» ARTIKEL:
--- --- ---
| Schreib-Waisen Die
Rechtschreibreform 1998 und ihre Folgen – eine Bestandsaufnahme
fünf Jahre nach Einführung der neuen deutschen
Rechtschreibregeln. Wie haben die neuen Regelungen die
Schreibenden beeinflusst und haben sich diese mit dem Diktat der neuen
Regeln arrangiert?
Kleiner Rückblick
Bereits
1901 gab es einen ersten großen Reformbeschluss, der die deutsche
Schriftsprache vereinheitlichte: Zu diesem Zeitpunkt wurde z. B. das
„th“ in vielen Wörtern von einem einfachen
„t“ abgelöst
(Thaten, Thaler, Thor). Auch die Ersetzung des „c“ durch
das „k“ oder „z“, vor allem bei (ehemaligen)
Fremdwörtern, verdanken wir dieser
Reform (Commerz, Caffee, Porcellan). Auch 1955 und 1958 gab es in
Westdeutschland Bemühungen, die Schreibweisen weiter zu
verändern: Die Groß- und Kleinschreibung sollte völlig
neu geordnet werden, d. h. Großbuchstaben sollten nur noch am
Satzanfang zu finden sein, die Kommaregel-Vorschläge ähnelten
den heute gültigen und auch damals schon drängte man auf eine
vermehrte Getrenntschreibung. Diese Reformvorschläge scheiterten
jedoch an den Kultusministern; die Regeln von 1901 wurden daraufhin als
verbindlich festgeschrieben und weiter verwendet.
--- --- ---
» DATENAUSZÜGE:
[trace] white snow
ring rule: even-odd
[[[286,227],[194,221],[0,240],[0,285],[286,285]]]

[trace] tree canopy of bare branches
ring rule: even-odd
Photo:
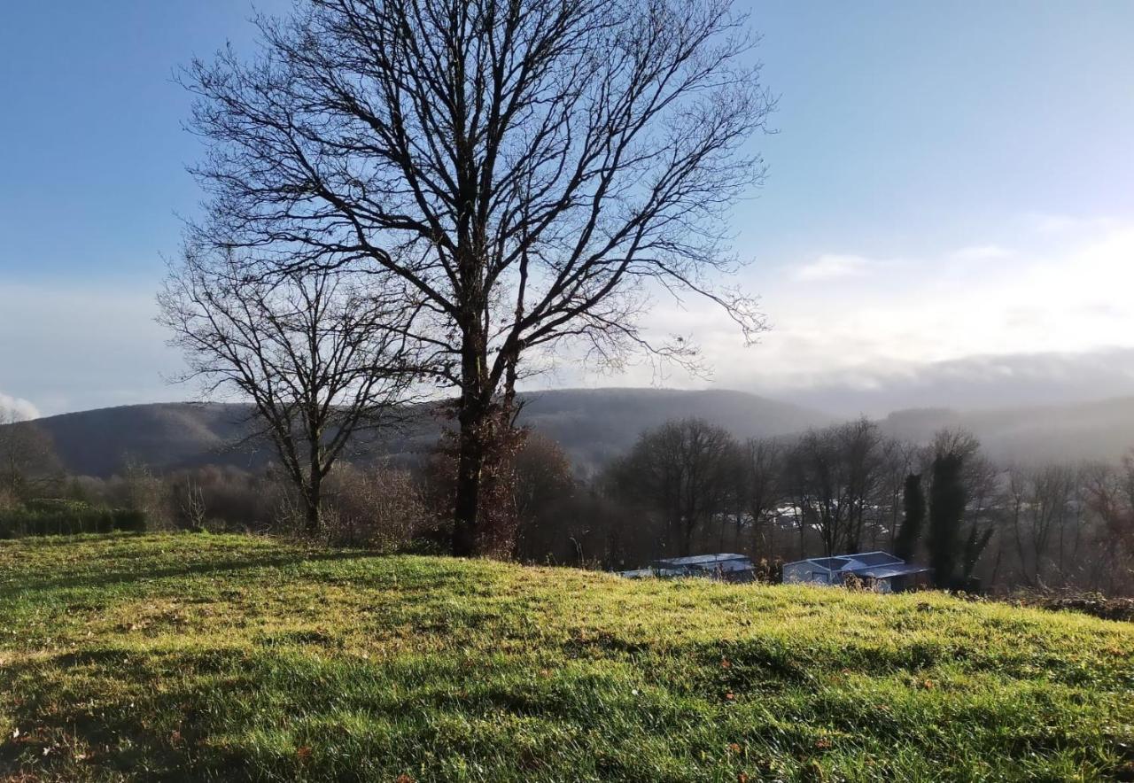
[[[364,262],[432,316],[459,392],[454,551],[477,547],[489,441],[534,355],[564,341],[695,361],[636,316],[652,291],[719,304],[723,213],[775,101],[730,0],[304,0],[260,56],[183,75],[210,199],[195,241],[260,267]]]
[[[252,401],[316,533],[336,460],[391,418],[416,377],[416,343],[396,329],[412,318],[405,298],[342,272],[257,278],[231,253],[191,252],[159,304],[188,377]]]

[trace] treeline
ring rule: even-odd
[[[610,531],[613,561],[887,550],[932,567],[941,587],[1134,591],[1131,459],[995,465],[971,434],[913,444],[866,419],[738,442],[686,419],[643,434],[599,486],[636,531]]]
[[[340,462],[325,480],[319,535],[447,551],[452,452],[443,440],[413,466]],[[684,419],[643,433],[586,478],[557,443],[519,432],[485,487],[491,553],[525,562],[623,569],[733,551],[773,576],[786,561],[887,550],[932,567],[941,587],[1134,595],[1129,458],[996,465],[964,432],[914,444],[858,419],[738,441]],[[92,521],[66,521],[79,518]],[[144,527],[301,534],[306,521],[278,468],[159,476],[127,462],[110,479],[69,477],[34,426],[0,427],[0,535]]]

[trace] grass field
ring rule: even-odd
[[[0,778],[1134,778],[1134,624],[208,534],[0,542]]]

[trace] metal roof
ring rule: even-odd
[[[900,565],[875,565],[874,568],[855,569],[852,571],[856,577],[870,577],[871,579],[889,579],[890,577],[908,576],[911,573],[924,573],[929,571],[923,565],[900,564]]]
[[[857,552],[855,554],[840,554],[837,558],[807,558],[797,560],[794,563],[785,563],[784,567],[809,563],[823,569],[824,571],[844,573],[857,573],[865,577],[881,579],[887,576],[896,577],[903,573],[921,573],[928,568],[906,563],[900,558],[895,558],[889,552]],[[892,571],[892,573],[889,573]],[[887,572],[883,575],[883,572]]]
[[[733,554],[733,553],[725,553],[725,554],[697,554],[697,555],[693,555],[692,558],[665,558],[662,560],[655,560],[653,562],[657,563],[657,564],[659,564],[659,565],[663,565],[663,567],[668,567],[668,568],[680,568],[683,565],[716,565],[718,563],[723,563],[723,562],[735,561],[735,560],[747,561],[750,563],[750,565],[751,565],[751,561],[748,561],[747,555]]]

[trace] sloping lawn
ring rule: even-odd
[[[1134,780],[1134,624],[245,536],[0,542],[0,778]]]

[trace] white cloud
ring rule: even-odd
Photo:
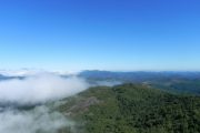
[[[23,80],[0,81],[0,101],[18,104],[34,104],[71,96],[89,88],[80,78],[61,78],[40,72]]]
[[[0,133],[56,133],[59,129],[74,126],[72,121],[59,112],[50,112],[47,106],[0,112]]]

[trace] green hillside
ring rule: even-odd
[[[78,133],[199,133],[200,98],[140,84],[91,88],[58,109]],[[64,131],[62,131],[64,133]]]

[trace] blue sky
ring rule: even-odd
[[[1,0],[0,69],[200,70],[199,0]]]

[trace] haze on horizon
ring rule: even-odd
[[[200,71],[198,0],[1,0],[0,69]]]

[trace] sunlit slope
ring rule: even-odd
[[[147,85],[92,88],[64,100],[58,110],[77,121],[80,133],[200,132],[200,98]]]

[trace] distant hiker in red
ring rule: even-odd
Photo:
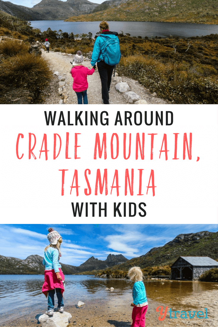
[[[87,76],[88,75],[92,75],[96,68],[94,66],[91,69],[89,69],[82,64],[83,61],[82,52],[81,51],[77,51],[74,56],[72,63],[73,67],[70,72],[74,79],[73,89],[76,94],[78,104],[82,104],[83,98],[83,104],[88,104],[87,89],[89,84]]]
[[[46,53],[48,52],[49,53],[49,47],[50,46],[50,43],[48,41],[47,39],[46,39],[45,40],[45,42],[44,43],[44,45],[45,46],[46,48]]]
[[[50,244],[45,249],[42,264],[45,266],[45,281],[42,291],[48,297],[48,310],[45,312],[48,316],[53,315],[54,312],[64,312],[63,294],[64,291],[63,282],[64,275],[59,263],[61,256],[60,250],[62,238],[57,231],[51,227],[48,229],[49,232],[47,237]],[[54,309],[54,296],[58,298],[58,307]]]

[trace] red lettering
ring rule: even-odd
[[[86,169],[85,171],[85,178],[86,179],[86,181],[87,183],[87,186],[88,187],[89,189],[89,193],[87,192],[88,189],[87,188],[85,188],[84,189],[84,193],[86,195],[90,195],[92,193],[92,190],[91,190],[91,188],[90,187],[90,184],[89,183],[89,180],[88,179],[88,178],[87,177],[87,172],[88,172],[88,174],[89,175],[90,175],[91,173],[91,171],[89,169]]]
[[[116,185],[115,186],[113,186],[113,184],[114,182],[114,180],[116,179]],[[119,187],[120,187],[120,186],[119,186],[119,181],[118,179],[118,170],[117,169],[115,169],[115,172],[114,173],[114,176],[113,177],[113,183],[112,183],[112,186],[111,186],[111,191],[110,191],[110,194],[112,193],[112,189],[113,188],[116,188],[117,189],[117,196],[118,197],[119,195]]]
[[[74,185],[74,179],[75,179],[75,181],[76,184],[75,186],[73,186]],[[72,191],[72,188],[75,188],[76,191],[76,196],[78,197],[79,195],[79,187],[80,187],[80,186],[78,186],[78,172],[77,170],[75,169],[74,171],[74,177],[73,179],[73,182],[72,182],[72,185],[70,187],[71,190],[70,190],[70,194],[71,194],[71,192]]]
[[[144,133],[142,133],[142,146],[141,146],[141,142],[140,140],[140,137],[139,133],[136,133],[136,160],[137,160],[138,158],[138,152],[139,151],[139,149],[140,150],[140,153],[141,155],[141,158],[143,160],[144,159]]]
[[[42,150],[42,146],[43,146],[43,144],[45,144],[45,149]],[[48,160],[48,152],[49,151],[49,150],[48,150],[47,149],[47,136],[46,134],[44,134],[44,136],[43,136],[43,139],[42,140],[42,146],[41,147],[41,150],[40,150],[40,154],[39,155],[39,159],[40,159],[40,157],[41,156],[41,154],[42,152],[44,152],[45,154],[45,160]]]
[[[103,192],[103,188],[105,181],[105,195],[108,194],[108,170],[105,169],[103,177],[103,183],[101,183],[101,178],[100,169],[97,169],[96,174],[96,181],[95,181],[95,195],[98,195],[98,184],[99,181],[99,189],[100,194],[102,194]]]
[[[134,178],[134,169],[131,169],[131,183],[130,185],[129,170],[126,169],[125,173],[125,195],[127,195],[127,181],[129,184],[129,188],[130,195],[133,195],[133,179]]]
[[[104,157],[105,160],[107,159],[107,157],[106,133],[103,133],[103,138],[102,139],[102,143],[101,145],[101,145],[100,144],[100,139],[99,136],[99,134],[98,133],[96,133],[96,135],[95,136],[95,144],[94,150],[94,159],[96,159],[97,146],[98,146],[98,155],[99,158],[101,158],[102,155],[102,152],[103,152],[103,146],[104,146]]]
[[[131,153],[131,133],[129,133],[129,153],[128,157],[126,158],[126,133],[124,133],[124,157],[125,160],[128,159],[130,157]]]
[[[186,133],[184,133],[184,136],[183,139],[183,160],[185,159],[185,145],[186,145],[188,156],[190,160],[192,160],[192,133],[189,133],[189,148],[187,139],[187,134]]]
[[[71,159],[68,157],[68,148],[69,145],[69,133],[68,132],[66,133],[66,149],[65,150],[65,158],[66,159]]]
[[[62,179],[61,181],[61,195],[63,195],[64,193],[64,175],[65,172],[68,170],[68,169],[59,169],[59,170],[62,172]]]
[[[18,144],[19,144],[19,140],[20,139],[20,136],[21,137],[22,139],[24,138],[24,135],[23,134],[22,134],[21,133],[19,133],[17,136],[17,143],[16,143],[16,154],[17,155],[17,157],[18,159],[22,159],[22,158],[24,156],[24,154],[23,153],[22,155],[20,157],[19,157],[19,155],[18,154]]]
[[[115,158],[114,158],[113,157],[113,141],[114,135],[116,136],[116,138],[117,141],[116,154]],[[111,139],[110,140],[110,152],[111,157],[112,159],[116,159],[119,154],[119,138],[118,137],[118,135],[116,133],[113,133],[112,134],[112,136],[111,137]]]
[[[137,195],[144,195],[142,194],[142,171],[143,169],[138,169],[139,170],[139,194]]]
[[[34,145],[33,147],[31,148],[31,135],[33,135],[34,136]],[[35,154],[33,152],[33,150],[34,149],[34,148],[36,146],[36,135],[35,134],[32,134],[31,133],[29,133],[29,159],[30,159],[31,158],[31,155],[34,158],[35,160],[36,159],[36,157],[35,156]]]
[[[152,186],[149,186],[150,184],[150,181],[151,180],[151,184]],[[154,186],[154,170],[153,169],[152,169],[151,170],[151,174],[150,174],[150,178],[149,179],[149,181],[148,182],[148,185],[147,187],[147,193],[146,194],[148,194],[148,189],[152,188],[152,192],[153,193],[153,196],[154,197],[155,195],[155,187],[157,187],[157,186]]]
[[[58,151],[58,153],[57,156],[56,155],[56,137],[57,135],[58,135],[59,138],[59,140],[60,141],[60,146],[59,146],[59,149]],[[60,138],[60,136],[59,134],[57,134],[56,133],[54,133],[54,151],[53,152],[53,159],[54,160],[55,160],[56,158],[57,158],[60,154],[60,149],[61,147],[61,139]]]
[[[81,134],[81,133],[75,133],[75,145],[74,146],[74,159],[81,159],[81,158],[77,156],[77,148],[81,146],[80,145],[77,145],[77,135],[79,134]]]
[[[177,160],[179,159],[176,158],[177,155],[177,139],[178,138],[178,134],[179,134],[179,133],[174,133],[174,134],[175,135],[175,146],[174,147],[174,157],[173,158],[173,160]]]
[[[157,134],[152,133],[151,134],[148,134],[148,135],[151,135],[151,160],[153,160],[153,152],[154,152],[154,135],[157,135]]]
[[[164,143],[164,149],[162,150],[163,148],[163,142]],[[167,150],[167,134],[163,134],[163,141],[162,142],[162,145],[161,146],[161,149],[159,150],[160,151],[160,156],[159,157],[159,159],[160,158],[160,155],[161,154],[161,152],[165,152],[165,160],[167,160],[167,152],[169,151],[168,150]]]

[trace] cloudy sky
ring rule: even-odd
[[[101,260],[110,253],[128,259],[138,257],[179,234],[216,232],[218,225],[1,225],[0,254],[23,259],[31,254],[43,256],[49,227],[62,237],[61,262],[78,266],[92,255]]]
[[[8,1],[8,0],[3,0],[3,1]],[[65,2],[67,0],[62,0]],[[90,2],[93,3],[102,3],[105,0],[88,0]],[[24,6],[25,7],[28,7],[29,8],[32,8],[34,6],[41,2],[41,0],[10,0],[9,2],[13,3],[15,5],[18,5],[19,6]]]

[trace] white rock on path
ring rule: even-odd
[[[120,76],[113,76],[112,80],[115,83],[119,83],[119,82],[122,81],[122,77]]]
[[[61,81],[63,81],[65,80],[65,77],[63,77],[63,76],[62,76],[61,75],[59,75],[58,78],[60,82]]]
[[[124,96],[129,103],[133,103],[135,101],[137,101],[141,98],[139,95],[133,91],[125,92],[124,94]]]
[[[65,85],[65,82],[64,81],[61,81],[60,82],[59,82],[58,83],[59,88],[59,87],[63,87]]]
[[[85,303],[84,302],[82,302],[81,301],[79,301],[77,303],[77,306],[78,307],[82,306],[82,305],[84,305],[84,304]]]
[[[49,317],[44,314],[39,318],[42,327],[67,327],[72,316],[69,312],[64,311],[54,312],[53,316]]]
[[[134,104],[147,104],[148,103],[146,100],[143,99],[140,99],[138,101],[136,101]]]
[[[115,85],[115,88],[121,93],[124,93],[130,90],[129,87],[126,82],[120,82],[118,83]]]

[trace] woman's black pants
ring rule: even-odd
[[[109,104],[109,93],[114,66],[110,66],[101,60],[97,65],[101,82],[101,95],[105,104]]]

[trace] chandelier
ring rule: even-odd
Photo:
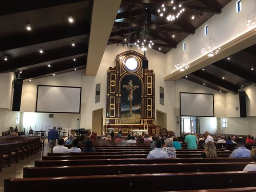
[[[181,72],[183,72],[188,69],[189,65],[188,61],[184,58],[184,54],[183,51],[181,52],[181,56],[177,63],[175,65],[176,68]]]
[[[247,25],[249,27],[254,27],[256,22],[256,0],[255,0],[253,10],[248,15]]]
[[[183,7],[181,3],[175,3],[174,0],[171,0],[171,6],[168,8],[165,7],[163,4],[161,7],[158,10],[159,15],[160,17],[166,17],[168,21],[172,21],[178,19],[181,14],[185,11],[185,9]]]

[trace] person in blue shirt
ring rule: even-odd
[[[50,130],[48,134],[48,139],[49,139],[49,148],[51,151],[56,143],[56,140],[59,139],[59,132],[56,130],[56,126],[53,125],[52,129]]]
[[[242,138],[236,140],[237,148],[233,150],[229,156],[230,158],[248,158],[250,157],[250,151],[244,147],[245,142]]]
[[[173,147],[176,149],[181,149],[182,148],[182,144],[181,142],[178,141],[177,137],[173,136],[172,139],[173,139]]]

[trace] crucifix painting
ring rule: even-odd
[[[140,123],[141,84],[137,77],[129,75],[122,83],[121,118],[123,123]]]

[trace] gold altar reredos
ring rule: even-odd
[[[126,61],[129,58],[134,58],[138,64],[133,70],[129,70],[125,65]],[[122,123],[121,117],[121,83],[125,76],[132,74],[138,77],[141,83],[141,87],[139,88],[141,89],[140,124],[133,125],[137,127],[142,127],[144,125],[155,126],[155,73],[153,70],[142,68],[144,59],[143,55],[136,51],[125,51],[116,56],[116,66],[109,68],[108,71],[106,124],[110,124],[112,127],[115,127],[127,128],[127,124]],[[116,125],[118,126],[114,126]]]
--- --- ---
» AUFGABENSTELLUNG:
Überarbeite den Artikel über die Rechtschreibreform: Gib alles von „Kleiner Rückblick“ bis hinunter zu „allem bei (ehemaligen)“ noch einmal wieder und ersetze dabei „Reformbeschluss“ durch „Reformentscheid“.

» ERGEBNIS:
Kleiner Rückblick
Bereits
1901 gab es einen ersten großen Reformentscheid, der die deutsche
Schriftsprache vereinheitlichte: Zu diesem Zeitpunkt wurde z. B. das
„th“ in vielen Wörtern von einem einfachen
„t“ abgelöst
(Thaten, Thaler, Thor). Auch die Ersetzung des „c“ durch
das „k“ oder „z“, vor allem bei (ehemaligen)